BEGIN

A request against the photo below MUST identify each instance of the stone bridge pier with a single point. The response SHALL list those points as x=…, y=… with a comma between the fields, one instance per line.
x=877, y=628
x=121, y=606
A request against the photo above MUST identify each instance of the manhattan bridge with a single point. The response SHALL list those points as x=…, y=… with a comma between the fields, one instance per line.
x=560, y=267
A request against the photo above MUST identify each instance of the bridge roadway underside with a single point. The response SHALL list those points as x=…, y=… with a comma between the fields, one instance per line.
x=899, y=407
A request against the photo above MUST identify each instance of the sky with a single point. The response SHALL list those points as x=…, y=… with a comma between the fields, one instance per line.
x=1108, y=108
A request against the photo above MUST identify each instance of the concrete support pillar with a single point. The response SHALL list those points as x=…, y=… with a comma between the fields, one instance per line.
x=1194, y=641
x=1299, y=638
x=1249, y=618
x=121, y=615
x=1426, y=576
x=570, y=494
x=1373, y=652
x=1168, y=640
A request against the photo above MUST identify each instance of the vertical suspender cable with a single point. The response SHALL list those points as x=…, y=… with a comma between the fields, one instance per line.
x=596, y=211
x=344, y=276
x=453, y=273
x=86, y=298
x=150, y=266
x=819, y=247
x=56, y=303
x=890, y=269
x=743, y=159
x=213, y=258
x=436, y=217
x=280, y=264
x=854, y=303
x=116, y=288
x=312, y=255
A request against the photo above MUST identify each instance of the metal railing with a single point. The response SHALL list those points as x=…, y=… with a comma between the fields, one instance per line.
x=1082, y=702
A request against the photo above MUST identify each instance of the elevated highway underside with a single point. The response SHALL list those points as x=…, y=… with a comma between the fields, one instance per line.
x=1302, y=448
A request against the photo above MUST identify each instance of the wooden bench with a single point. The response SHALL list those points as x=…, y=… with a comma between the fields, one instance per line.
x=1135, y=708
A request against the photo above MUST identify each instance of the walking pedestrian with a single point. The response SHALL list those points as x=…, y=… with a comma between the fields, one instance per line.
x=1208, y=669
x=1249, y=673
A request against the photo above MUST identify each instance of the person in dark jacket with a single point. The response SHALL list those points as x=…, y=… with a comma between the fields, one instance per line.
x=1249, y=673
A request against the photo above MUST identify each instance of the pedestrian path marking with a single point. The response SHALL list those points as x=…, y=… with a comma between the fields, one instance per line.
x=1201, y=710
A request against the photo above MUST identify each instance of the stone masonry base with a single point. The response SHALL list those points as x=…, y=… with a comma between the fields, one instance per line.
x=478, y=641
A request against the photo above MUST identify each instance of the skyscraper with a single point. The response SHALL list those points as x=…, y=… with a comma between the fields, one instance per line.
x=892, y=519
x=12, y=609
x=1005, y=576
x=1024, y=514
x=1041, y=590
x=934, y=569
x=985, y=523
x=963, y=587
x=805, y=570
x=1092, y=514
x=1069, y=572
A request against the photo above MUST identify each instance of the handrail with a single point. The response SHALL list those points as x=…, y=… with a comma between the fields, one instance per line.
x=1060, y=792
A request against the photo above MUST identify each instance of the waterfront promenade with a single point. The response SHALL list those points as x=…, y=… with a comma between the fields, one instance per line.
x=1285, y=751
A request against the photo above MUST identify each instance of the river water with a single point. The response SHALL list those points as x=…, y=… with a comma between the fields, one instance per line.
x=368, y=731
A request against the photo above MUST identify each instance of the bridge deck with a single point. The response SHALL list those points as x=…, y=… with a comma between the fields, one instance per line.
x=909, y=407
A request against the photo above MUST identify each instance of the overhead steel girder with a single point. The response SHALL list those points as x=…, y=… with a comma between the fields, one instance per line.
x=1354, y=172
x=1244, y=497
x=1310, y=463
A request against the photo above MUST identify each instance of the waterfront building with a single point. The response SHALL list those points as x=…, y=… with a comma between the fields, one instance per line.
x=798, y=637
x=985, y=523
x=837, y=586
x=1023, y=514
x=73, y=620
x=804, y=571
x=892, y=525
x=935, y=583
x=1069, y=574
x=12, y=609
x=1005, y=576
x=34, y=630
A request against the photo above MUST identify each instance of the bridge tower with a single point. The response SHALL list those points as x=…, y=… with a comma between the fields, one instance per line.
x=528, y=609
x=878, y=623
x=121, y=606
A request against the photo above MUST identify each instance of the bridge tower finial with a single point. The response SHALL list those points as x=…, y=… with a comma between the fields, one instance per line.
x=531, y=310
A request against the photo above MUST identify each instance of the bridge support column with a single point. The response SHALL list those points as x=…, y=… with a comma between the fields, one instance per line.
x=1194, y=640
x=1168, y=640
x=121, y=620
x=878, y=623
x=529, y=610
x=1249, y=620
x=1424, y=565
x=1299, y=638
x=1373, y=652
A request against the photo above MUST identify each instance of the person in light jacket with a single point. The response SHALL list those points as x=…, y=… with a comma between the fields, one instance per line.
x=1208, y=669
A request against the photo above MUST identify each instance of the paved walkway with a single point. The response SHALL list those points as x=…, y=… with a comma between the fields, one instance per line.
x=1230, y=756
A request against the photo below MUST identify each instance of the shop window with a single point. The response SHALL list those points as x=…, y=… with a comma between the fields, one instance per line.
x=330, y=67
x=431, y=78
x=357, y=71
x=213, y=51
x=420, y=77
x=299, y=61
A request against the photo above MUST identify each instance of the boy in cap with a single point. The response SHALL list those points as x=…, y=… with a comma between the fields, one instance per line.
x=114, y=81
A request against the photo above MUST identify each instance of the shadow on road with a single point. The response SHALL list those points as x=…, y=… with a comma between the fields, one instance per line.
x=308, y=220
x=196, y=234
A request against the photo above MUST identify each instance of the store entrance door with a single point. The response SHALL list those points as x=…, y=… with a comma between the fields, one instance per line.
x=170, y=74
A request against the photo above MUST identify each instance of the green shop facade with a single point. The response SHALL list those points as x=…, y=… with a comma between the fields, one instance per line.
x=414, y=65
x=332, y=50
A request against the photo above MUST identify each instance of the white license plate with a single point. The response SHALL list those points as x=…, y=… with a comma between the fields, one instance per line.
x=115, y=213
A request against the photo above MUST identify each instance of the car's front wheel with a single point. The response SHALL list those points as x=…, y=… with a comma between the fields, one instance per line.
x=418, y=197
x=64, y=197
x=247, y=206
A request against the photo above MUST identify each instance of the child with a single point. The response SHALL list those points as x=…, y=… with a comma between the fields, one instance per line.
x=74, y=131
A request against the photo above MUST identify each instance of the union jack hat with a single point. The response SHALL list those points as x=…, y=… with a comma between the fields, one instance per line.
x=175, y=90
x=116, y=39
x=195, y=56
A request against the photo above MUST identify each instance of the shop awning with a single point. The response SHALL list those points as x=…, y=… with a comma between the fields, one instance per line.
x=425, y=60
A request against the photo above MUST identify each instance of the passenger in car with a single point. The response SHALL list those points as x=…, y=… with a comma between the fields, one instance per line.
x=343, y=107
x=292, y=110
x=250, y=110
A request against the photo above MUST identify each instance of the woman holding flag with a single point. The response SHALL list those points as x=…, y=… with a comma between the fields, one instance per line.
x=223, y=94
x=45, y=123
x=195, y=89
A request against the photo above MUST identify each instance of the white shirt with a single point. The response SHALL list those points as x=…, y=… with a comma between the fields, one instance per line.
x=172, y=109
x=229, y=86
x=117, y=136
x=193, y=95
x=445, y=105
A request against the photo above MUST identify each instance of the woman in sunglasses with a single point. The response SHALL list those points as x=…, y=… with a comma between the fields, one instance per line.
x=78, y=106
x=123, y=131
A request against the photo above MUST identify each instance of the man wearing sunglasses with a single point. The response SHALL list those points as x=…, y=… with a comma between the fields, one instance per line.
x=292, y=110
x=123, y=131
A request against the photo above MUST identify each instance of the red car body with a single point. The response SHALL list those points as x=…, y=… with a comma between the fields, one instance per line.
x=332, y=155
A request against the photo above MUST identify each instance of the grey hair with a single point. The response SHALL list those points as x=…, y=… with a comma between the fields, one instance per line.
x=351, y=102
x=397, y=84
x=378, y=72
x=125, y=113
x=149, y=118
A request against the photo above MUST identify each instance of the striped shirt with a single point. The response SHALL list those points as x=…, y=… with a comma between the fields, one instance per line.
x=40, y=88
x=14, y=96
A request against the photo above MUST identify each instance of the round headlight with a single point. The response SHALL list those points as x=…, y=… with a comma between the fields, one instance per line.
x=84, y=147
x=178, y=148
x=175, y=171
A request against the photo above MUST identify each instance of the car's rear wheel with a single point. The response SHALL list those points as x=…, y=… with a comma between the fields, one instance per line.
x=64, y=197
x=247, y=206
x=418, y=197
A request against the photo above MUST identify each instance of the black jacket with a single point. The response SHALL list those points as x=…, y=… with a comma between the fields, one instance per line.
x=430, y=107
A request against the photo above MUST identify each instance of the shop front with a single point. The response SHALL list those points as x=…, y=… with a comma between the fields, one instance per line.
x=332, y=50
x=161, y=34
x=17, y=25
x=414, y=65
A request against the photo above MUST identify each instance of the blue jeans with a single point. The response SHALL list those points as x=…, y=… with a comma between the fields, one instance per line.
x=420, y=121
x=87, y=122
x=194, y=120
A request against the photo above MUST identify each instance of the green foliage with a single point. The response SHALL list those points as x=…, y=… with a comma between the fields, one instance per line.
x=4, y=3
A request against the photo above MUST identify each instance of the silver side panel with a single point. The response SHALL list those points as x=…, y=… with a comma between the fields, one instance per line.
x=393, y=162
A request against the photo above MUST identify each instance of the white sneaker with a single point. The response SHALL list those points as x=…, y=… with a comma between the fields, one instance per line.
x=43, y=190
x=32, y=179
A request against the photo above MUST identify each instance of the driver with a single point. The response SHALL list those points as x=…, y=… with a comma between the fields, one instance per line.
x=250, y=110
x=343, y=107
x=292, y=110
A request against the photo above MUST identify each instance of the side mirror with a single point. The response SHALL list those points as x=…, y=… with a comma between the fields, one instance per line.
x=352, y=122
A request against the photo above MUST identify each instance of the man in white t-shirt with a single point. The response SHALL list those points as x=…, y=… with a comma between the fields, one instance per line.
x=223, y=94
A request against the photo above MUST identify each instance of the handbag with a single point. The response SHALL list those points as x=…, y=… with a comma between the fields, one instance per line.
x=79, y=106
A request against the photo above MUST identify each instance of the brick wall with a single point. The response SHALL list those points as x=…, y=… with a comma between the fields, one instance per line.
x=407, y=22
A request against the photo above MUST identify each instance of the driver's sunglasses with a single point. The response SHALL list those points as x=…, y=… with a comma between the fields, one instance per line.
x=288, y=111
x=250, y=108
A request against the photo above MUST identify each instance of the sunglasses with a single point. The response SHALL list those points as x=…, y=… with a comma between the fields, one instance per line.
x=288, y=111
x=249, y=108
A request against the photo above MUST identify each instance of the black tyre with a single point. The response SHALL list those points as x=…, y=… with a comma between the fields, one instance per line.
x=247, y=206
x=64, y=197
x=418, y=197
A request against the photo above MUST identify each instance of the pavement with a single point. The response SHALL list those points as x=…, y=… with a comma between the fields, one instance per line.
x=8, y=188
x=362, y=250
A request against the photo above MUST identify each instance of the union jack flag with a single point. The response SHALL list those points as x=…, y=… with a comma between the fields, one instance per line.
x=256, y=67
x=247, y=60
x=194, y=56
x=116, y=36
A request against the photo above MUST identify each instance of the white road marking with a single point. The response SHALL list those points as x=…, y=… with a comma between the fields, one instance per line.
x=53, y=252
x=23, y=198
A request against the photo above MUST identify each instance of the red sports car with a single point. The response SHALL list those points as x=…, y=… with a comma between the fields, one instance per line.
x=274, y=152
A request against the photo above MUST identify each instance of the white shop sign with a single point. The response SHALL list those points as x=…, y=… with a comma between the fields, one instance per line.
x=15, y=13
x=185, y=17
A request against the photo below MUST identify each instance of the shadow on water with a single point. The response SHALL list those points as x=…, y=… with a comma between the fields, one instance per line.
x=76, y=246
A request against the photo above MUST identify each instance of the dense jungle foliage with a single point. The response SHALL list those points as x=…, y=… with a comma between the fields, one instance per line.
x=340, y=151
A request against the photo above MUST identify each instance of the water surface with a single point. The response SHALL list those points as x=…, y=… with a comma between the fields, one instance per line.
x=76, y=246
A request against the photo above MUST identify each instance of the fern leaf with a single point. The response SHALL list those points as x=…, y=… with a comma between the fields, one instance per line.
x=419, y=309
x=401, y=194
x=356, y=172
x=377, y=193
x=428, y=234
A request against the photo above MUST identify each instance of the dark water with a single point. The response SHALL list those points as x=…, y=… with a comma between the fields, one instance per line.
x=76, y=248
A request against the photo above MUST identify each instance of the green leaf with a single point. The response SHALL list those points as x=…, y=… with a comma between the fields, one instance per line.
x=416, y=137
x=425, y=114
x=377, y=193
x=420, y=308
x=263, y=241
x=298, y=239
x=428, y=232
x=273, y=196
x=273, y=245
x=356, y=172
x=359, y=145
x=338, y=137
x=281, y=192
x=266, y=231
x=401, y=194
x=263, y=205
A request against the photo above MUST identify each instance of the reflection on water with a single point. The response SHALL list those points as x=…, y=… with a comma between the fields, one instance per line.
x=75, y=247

END

### Exercise brief
Everything from the line containing "the green leaf" to the last line of the entries above should be quoted exactly, and only that.

### Exercise solution
A request against the photo above MUST identify each instance of the green leaf with a single point. The response SHALL list those points as x=…, y=… with a comma between the fields, one instance per line.
x=416, y=137
x=425, y=114
x=377, y=193
x=420, y=308
x=263, y=241
x=298, y=239
x=428, y=232
x=273, y=196
x=273, y=245
x=356, y=172
x=359, y=145
x=338, y=137
x=281, y=192
x=266, y=231
x=401, y=194
x=263, y=205
A request against the photo above MUST identify each instance of the reflection on water with a single point. The response SHALL list those points as x=…, y=… with a comma between the fields, one instance per line.
x=75, y=247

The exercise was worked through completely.